◆ Tasks for this exercise ◆
1. According to the report on the game epidemic, which company introduced the disease into "World of Warcraft"?
2. Please write out everything in the report on the game epidemic from "The virulent, contagious" down to "virtual containment area.".

◆ Selected extract ◆
Maggie Fox, Health and Science Editor for Reuters, has an interesting report on how online gaming may be benefiting the real world of epidemiological research. The story is based on the outbreak of an epidemic in a virtual world:
The outbreak was an accidental consequence of a software challenge added to the "World of Warcraft" game in 2005, [Nina] Fefferman and [Eric] Lofgren report in the journal Lancet Infectious Diseases.
The virulent, contagious disease was introduced by maker Blizzard Entertainment Inc. of Irvine, California, as an extra challenge to high-level players. But, just as a real virus might spread, it was accidentally carried out of its virtual containment area.
"Soon, the disease had spread to the densely populated capital cities of the fantasy world, causing high rates of mortality and, much more importantly, the social chaos that comes from a large-scale outbreak of deadly disease," Fefferman and Lofgren wrote.
"When this accidental outbreak happened, players embraced it. Some thought it was really cool," Fefferman said.
The makers did not. They reset the computer game to eliminate the disease, wiping out any data that may have been collected.

◆ Data extract ◆

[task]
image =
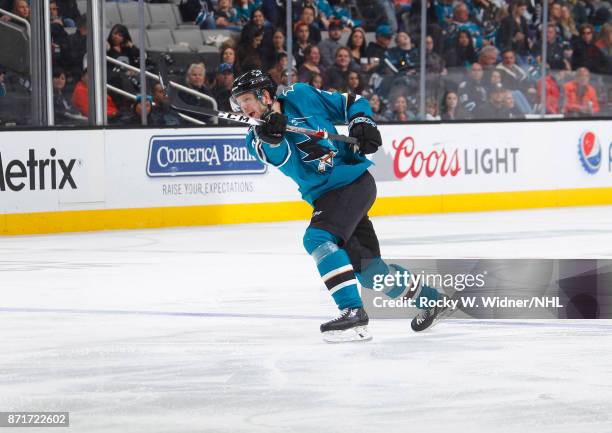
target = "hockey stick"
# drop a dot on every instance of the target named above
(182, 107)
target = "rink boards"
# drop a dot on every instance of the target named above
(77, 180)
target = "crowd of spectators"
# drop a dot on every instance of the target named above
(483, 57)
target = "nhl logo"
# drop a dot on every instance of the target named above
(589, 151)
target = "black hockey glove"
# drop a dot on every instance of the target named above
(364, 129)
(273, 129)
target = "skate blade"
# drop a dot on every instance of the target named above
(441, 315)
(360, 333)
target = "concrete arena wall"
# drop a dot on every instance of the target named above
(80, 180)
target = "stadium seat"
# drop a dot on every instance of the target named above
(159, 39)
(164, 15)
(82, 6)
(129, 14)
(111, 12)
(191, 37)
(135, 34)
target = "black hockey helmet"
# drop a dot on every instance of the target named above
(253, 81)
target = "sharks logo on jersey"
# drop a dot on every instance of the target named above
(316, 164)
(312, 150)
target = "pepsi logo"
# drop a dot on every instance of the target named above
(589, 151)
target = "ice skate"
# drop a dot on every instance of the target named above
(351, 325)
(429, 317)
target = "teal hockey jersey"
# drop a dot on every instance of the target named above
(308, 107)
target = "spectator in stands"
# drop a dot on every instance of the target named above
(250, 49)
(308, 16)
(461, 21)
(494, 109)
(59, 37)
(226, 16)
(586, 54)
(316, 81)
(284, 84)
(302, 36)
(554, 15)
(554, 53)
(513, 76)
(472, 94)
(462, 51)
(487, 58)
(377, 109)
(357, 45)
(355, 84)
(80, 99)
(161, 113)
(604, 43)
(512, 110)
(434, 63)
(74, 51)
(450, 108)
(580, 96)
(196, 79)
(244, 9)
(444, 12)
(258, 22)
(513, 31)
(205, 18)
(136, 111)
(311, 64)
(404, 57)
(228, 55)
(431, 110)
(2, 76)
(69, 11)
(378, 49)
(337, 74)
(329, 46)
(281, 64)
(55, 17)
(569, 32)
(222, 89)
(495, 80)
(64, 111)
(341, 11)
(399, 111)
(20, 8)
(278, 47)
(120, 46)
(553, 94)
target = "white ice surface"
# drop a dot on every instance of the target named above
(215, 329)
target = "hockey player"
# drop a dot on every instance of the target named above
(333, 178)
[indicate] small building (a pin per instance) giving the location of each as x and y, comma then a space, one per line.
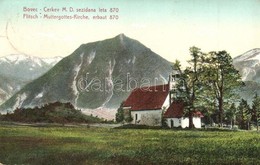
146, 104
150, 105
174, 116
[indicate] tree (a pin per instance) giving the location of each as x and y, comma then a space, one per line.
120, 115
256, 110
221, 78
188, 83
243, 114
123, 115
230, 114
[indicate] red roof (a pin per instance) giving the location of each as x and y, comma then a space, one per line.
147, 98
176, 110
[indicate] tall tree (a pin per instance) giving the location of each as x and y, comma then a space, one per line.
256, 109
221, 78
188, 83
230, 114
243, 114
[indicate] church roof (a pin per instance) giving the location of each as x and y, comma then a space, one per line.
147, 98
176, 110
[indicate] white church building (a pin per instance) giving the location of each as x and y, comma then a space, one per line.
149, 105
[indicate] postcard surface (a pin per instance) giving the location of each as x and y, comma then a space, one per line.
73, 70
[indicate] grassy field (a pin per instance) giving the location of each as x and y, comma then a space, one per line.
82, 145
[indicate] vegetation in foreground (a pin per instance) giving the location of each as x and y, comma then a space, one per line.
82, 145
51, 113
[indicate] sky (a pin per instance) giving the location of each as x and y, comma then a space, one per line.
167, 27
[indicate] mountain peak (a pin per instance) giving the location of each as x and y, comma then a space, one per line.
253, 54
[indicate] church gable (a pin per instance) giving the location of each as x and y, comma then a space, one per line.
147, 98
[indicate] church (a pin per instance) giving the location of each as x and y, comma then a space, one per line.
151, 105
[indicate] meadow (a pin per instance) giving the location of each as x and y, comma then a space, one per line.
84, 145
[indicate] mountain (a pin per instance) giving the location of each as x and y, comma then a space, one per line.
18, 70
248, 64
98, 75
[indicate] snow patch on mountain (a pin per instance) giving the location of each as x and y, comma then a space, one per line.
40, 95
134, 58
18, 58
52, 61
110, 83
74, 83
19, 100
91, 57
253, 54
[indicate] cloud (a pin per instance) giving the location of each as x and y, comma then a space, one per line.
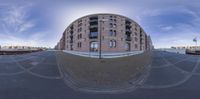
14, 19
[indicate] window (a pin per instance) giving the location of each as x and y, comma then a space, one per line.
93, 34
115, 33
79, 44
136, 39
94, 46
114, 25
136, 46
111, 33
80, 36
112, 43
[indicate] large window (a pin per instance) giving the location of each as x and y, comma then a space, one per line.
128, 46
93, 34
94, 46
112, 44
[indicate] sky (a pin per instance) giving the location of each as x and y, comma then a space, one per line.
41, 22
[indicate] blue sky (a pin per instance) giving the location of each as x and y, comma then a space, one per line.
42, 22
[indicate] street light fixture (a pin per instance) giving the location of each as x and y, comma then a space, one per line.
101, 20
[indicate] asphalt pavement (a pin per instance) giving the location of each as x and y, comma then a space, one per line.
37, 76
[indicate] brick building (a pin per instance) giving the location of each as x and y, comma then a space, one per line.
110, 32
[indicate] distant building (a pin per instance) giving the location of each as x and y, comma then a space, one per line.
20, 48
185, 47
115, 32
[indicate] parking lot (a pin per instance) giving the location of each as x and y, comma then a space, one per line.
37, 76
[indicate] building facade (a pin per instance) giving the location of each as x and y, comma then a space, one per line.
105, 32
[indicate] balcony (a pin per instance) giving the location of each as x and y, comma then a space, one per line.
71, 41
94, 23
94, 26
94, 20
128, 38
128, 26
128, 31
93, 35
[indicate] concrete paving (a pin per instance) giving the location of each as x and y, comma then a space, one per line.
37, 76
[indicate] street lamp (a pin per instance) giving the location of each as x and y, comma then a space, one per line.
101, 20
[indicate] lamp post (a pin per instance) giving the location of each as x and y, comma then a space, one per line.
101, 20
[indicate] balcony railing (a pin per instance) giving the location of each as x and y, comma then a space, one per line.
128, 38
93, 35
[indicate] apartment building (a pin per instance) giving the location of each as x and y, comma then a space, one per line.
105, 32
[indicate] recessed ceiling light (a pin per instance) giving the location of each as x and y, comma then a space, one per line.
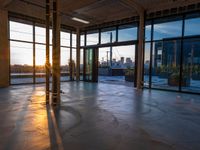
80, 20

* * *

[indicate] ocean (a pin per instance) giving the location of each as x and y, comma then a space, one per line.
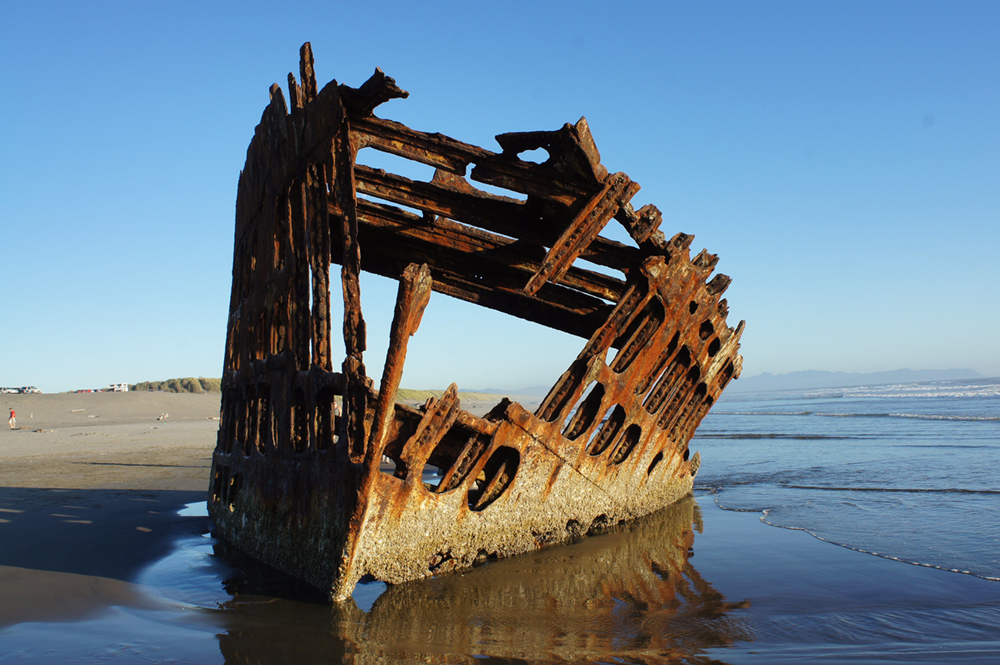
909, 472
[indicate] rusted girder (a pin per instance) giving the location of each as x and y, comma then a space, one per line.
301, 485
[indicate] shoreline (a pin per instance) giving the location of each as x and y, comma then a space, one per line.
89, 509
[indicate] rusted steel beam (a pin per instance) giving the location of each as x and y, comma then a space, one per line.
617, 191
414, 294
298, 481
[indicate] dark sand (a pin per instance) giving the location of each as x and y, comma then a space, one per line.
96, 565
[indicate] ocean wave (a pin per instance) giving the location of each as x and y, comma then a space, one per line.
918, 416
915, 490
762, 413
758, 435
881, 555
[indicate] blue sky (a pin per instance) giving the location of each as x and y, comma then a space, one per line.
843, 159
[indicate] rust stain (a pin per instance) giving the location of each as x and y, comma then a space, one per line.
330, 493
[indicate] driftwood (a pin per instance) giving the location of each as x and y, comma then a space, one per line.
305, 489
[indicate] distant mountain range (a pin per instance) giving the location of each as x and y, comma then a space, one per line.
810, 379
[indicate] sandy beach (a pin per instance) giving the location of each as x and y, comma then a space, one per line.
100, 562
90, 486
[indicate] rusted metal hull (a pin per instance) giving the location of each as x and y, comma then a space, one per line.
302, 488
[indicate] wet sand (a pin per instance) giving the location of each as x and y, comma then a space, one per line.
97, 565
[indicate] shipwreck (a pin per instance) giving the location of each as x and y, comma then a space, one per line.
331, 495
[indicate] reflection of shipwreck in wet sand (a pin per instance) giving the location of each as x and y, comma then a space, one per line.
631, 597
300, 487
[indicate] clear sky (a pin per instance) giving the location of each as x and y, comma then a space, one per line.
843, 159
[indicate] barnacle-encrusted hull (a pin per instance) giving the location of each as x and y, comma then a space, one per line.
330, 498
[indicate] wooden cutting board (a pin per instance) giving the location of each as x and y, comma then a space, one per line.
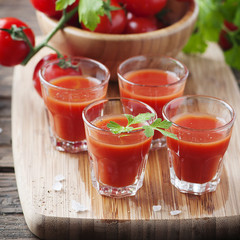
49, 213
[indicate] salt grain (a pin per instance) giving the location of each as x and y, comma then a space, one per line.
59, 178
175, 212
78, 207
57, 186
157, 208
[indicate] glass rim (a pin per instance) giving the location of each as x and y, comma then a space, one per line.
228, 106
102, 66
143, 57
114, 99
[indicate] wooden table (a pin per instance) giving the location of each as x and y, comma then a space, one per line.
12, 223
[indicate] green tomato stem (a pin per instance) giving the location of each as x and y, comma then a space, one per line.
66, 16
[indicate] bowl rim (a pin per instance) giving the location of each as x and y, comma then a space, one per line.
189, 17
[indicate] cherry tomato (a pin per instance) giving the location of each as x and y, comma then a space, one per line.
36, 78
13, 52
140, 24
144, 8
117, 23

◆ Responses to the exercise ◆
1. Blizzard Entertainment Inc. of Irvine, California.

2.
The virulent, contagious disease was introduced by maker Blizzard Entertainment Inc. of Irvine, California, as an extra challenge to high-level players. But, just as a real virus might spread, it was accidentally carried out of its virtual containment area.